▶ _TASK GOAL_: Transcribe all the entries word for word, but omit the images.

▶ _RECORDS TO USE_:
****

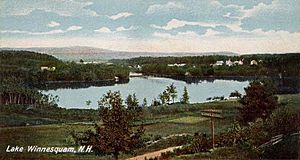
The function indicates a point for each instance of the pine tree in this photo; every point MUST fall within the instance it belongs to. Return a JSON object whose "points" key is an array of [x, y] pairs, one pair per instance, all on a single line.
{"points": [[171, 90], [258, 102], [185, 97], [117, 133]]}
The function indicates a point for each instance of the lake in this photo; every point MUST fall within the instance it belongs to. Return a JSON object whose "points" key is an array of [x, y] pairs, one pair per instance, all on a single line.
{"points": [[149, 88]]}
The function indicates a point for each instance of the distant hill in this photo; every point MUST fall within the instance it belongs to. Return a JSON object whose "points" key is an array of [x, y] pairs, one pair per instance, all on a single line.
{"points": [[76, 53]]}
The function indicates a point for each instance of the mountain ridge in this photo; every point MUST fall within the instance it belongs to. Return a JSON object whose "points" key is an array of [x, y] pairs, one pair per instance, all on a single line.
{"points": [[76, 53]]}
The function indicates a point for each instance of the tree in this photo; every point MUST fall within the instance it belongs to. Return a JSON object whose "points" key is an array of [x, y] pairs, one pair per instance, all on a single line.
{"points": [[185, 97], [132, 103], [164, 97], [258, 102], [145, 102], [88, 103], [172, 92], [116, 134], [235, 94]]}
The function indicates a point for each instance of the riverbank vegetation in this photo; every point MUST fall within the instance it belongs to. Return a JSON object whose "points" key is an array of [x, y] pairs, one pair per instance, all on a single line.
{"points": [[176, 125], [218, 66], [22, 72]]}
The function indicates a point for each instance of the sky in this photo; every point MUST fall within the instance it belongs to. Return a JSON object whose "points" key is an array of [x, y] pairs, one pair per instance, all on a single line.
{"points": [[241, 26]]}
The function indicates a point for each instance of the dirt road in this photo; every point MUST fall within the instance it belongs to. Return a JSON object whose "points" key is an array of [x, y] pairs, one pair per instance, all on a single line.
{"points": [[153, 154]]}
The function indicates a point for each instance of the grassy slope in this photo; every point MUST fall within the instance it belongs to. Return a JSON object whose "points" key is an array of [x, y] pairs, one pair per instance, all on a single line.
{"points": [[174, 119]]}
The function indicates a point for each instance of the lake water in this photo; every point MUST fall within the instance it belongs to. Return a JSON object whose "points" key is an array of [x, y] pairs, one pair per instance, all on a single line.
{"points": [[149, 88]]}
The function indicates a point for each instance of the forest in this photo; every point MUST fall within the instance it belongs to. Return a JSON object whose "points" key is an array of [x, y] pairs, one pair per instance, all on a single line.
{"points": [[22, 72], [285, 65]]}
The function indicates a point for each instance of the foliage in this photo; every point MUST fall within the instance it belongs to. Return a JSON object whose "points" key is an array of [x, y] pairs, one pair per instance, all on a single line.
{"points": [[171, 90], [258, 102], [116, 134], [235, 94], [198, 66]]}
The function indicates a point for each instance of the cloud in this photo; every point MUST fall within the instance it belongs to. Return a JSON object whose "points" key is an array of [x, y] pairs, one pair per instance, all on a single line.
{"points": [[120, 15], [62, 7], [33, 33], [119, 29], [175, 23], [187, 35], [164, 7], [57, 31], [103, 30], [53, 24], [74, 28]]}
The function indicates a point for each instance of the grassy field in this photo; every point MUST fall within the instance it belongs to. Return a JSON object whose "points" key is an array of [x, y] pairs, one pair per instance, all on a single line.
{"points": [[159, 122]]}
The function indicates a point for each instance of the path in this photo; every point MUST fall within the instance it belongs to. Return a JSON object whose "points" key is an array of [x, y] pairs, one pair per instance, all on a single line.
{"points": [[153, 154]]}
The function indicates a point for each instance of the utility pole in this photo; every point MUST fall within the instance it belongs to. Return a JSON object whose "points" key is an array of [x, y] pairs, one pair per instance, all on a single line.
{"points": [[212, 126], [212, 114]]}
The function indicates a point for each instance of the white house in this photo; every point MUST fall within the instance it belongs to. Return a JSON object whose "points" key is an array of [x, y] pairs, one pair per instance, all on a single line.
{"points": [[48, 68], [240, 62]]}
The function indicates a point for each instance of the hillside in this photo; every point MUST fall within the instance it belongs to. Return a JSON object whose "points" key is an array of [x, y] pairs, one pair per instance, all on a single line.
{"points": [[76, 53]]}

****

▶ _SOLUTION FOR THIS TASK_:
The function indicates a point for each instance of the pine tree in this photo; every point MUST fall within the instance it belongs to. Return a JSON object whose "points" key is an array of [x, y] pairs, one pair per instance, all on a single line.
{"points": [[171, 90], [258, 102], [185, 97], [117, 133]]}
The function indicates a point for each instance of the lake in this photo; every point MUST fall within the instance it belongs to. Return a JSON object whose "points" key is an array of [x, y] pairs, one pair per instance, all on a single line.
{"points": [[149, 88]]}
The function indicates a point for each instance of the distant hill in this photo; every point MUST fall within the instance it belongs to. Return a JSON object whose "points" key is an array of [x, y] pairs, one pair per instance, all on a single line.
{"points": [[76, 53]]}
The function indicates a point for each instance of the mountain ridge in this photo; every point MUST fall within the instance it belongs to. Return a JSON object whose "points" key is an array of [x, y] pairs, one pair per instance, all on a single line.
{"points": [[76, 53]]}
The function indicates a point for each instance of the tree in this photo; every point MUST fall within the instance it belongs to. Return a JSON object whose "points" key is an array of [x, y] pairs, one pair per instance, all on a single line.
{"points": [[185, 97], [132, 103], [164, 97], [258, 102], [145, 102], [88, 103], [172, 92], [116, 134], [235, 94]]}
The function indicates a point for each instance of the riverbank vegetation in this photo; every point MUST fall within the instance it belongs to. Return a JSON object whose "points" key is an array of [x, y] pairs, one pair per instance, all on a single line.
{"points": [[176, 125], [218, 66], [22, 72]]}
The function indicates a point for each instance of the sky in this photo; every point MUST fall within the instance it belongs to. Return a JSON object whose "points" key is an array of [x, y] pairs, one pair per instance, all on a single line.
{"points": [[241, 26]]}
The function indicates a point for each instance of the dirt road in this photo; every point MUST fall within the instance it belongs to. Return a JSON object whose "points" key is an array of [x, y] pairs, one pair per instance, all on a single line.
{"points": [[153, 154]]}
The function indicates a point for each instance of the grassy slope in this photo; every point MUST fall within the instance it belongs to. Return a JSON object whose "points" key is an array of [x, y] pairs, one pair per instance, all on a single line.
{"points": [[174, 119]]}
The function indicates a point for each instance of the lake water in this photo; every point MUST fall within the instance it belongs to. Return a JSON object whose "points" key is an array of [x, y] pairs, one pair per instance, all on a single line.
{"points": [[149, 88]]}
The function indicates a point for each instance of the forest in this photo; every point MUST fall within the instance it belongs to. Return a JSON object whose "points" key is an array of [x, y] pairs, one pair per instance, all on a single line.
{"points": [[22, 72], [285, 65]]}
The function indicates a point for each instance of the foliage in this photo; every point MUST fall within the instance it belongs to. Return a JSON object whose "points" key is an array of [x, y] pairs, one pair per instance, all on a single line.
{"points": [[171, 90], [258, 102], [116, 134], [235, 94], [198, 66]]}
The function indicates a point for each instance of the cloud in this photo; every point MUST fall within the instance it belongs to. Return a JSON object whose "points" key is an array of [x, y] pairs, one pair per instance, all on a single line.
{"points": [[120, 15], [62, 7], [33, 33], [119, 29], [175, 23], [187, 35], [164, 7], [57, 31], [103, 30], [53, 24], [74, 28]]}
The function indicates a point for each instance of the grassy field in this photo; every point MUST fall within the instance it belongs to. Return a JSON object whose "points" key is an array of [x, y] pairs, one pair per instance, all on a single line.
{"points": [[159, 122]]}
The function indicates a point for each instance of the path in this photo; every point MUST fall within the instance it belongs to. Return a JSON object whose "points" key is an array of [x, y] pairs, one pair per instance, all on a single line.
{"points": [[153, 154]]}
The function indicates a point for each instance of the utility pole in this photo; every point MUST fall within the instance it belongs to. Return a JSON object whose "points" key is an array of [x, y] pairs, one pair per instance, all on a single line.
{"points": [[212, 126], [212, 114]]}
The function indicates a point for each instance of the white house in this photo; every point MUST fall within the instance it belongs to. Return a JSON object whose "points" key is an array of [x, y] pairs, one pair per instance, all on a single line.
{"points": [[48, 68], [240, 62]]}
The function indicates a point for each instance of the hillside in this photo; every point MUST fall within the instance it belongs to. Return a JSON object whose "points" key is an array of [x, y] pairs, one pair per instance, all on a single line.
{"points": [[76, 53]]}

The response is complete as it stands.